Vorliegender Text
+---+

Der Präsident des Zentralrates der Juden in Deutschland, Dieter Graumann, hat zum Holocaust-Gedenktag vor einem neuen Antisemitismus gewarnt. „Sorgen macht mir vor allem, dass heutzutage das Wort „Jude“ auf deutschen Schulhöfen als Schimpfwort benutzt wird und es offenbar keinen groß zu kümmern scheint“, sagte Graumann der in Düsseldorf erscheinenden „Rheinischen Post“ vom Montag.
Er kritisierte auch, dass Juden in Deutschland wieder geraten werde, bestimmte Plätze zu meiden oder sich dort nicht als Jude zu erkennen zu geben. Die jüdische Gemeinschaft werde sich niemals einschüchtern lassen, es sei aber wichtig, dass niemand in Deutschland eine solche Situation akzeptiere, verlangte Graumann.

+---+

[Auszug aus einer Sammlung von Datensätzen]
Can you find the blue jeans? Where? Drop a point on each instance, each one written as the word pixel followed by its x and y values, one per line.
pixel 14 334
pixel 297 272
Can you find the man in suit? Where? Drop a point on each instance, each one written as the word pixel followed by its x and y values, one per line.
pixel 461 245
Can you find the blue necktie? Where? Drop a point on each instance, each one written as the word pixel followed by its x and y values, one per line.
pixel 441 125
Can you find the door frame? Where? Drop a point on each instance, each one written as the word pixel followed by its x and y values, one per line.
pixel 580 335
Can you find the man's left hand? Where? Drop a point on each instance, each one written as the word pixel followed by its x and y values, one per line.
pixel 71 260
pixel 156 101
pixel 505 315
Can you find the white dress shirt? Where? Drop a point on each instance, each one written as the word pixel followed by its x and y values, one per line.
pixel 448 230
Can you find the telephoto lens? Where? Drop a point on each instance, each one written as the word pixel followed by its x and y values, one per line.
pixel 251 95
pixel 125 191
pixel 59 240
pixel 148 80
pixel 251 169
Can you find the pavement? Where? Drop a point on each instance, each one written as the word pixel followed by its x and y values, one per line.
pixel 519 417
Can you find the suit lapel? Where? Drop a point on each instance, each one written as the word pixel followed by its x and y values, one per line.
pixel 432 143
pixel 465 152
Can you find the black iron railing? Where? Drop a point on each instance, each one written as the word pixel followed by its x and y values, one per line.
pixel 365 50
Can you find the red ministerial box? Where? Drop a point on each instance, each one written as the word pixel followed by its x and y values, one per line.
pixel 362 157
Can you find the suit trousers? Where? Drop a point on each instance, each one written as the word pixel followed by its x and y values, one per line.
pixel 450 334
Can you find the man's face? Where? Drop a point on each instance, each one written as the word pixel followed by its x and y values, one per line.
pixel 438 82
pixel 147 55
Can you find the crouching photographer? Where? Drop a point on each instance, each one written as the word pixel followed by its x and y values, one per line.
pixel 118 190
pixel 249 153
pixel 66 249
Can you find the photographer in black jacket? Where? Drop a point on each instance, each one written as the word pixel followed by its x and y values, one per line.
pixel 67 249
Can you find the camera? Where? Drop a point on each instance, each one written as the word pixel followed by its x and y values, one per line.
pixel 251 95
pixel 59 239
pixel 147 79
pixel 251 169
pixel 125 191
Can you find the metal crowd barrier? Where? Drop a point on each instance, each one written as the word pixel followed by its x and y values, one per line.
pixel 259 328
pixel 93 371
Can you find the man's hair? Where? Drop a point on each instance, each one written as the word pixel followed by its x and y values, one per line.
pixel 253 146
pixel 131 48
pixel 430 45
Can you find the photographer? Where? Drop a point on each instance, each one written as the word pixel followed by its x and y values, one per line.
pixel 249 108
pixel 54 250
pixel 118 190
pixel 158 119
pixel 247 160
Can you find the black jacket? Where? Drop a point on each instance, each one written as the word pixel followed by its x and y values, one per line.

+---+

Zu bearbeitende Aufgaben
**1)** Gib aus dem vorliegenden Text den Abschnitt wörtlich wieder, der mit den Worten „Er kritisierte auch, dass“ einsetzt und mit „akzeptiere, verlangte Graumann.“ schließt.
**2)** Gegenüber welcher Zeitung äußerte sich Graumann laut dem vorliegenden Text?
**3)** Fasse den vorliegenden Text in zwei Sätzen zusammen.

Lösungen
**1)**
Er kritisierte auch, dass Juden in Deutschland wieder geraten werde, bestimmte Plätze zu meiden oder sich dort nicht als Jude zu erkennen zu geben. Die jüdische Gemeinschaft werde sich niemals einschüchtern lassen, es sei aber wichtig, dass niemand in Deutschland eine solche Situation akzeptiere, verlangte Graumann.

**2)** Gegenüber der in Düsseldorf erscheinenden „Rheinischen Post“ vom Montag.

**3)** Dieter Graumann, Präsident des Zentralrates der Juden in Deutschland, hat zum Holocaust-Gedenktag vor einem neuen Antisemitismus gewarnt und vor allem beklagt, dass das Wort „Jude“ auf deutschen Schulhöfen als Schimpfwort benutzt wird. Er kritisierte außerdem, dass Juden in Deutschland wieder geraten werde, bestimmte Plätze zu meiden oder sich dort nicht als Jude zu erkennen zu geben, und verlangte, dass niemand in Deutschland eine solche Situation akzeptiere.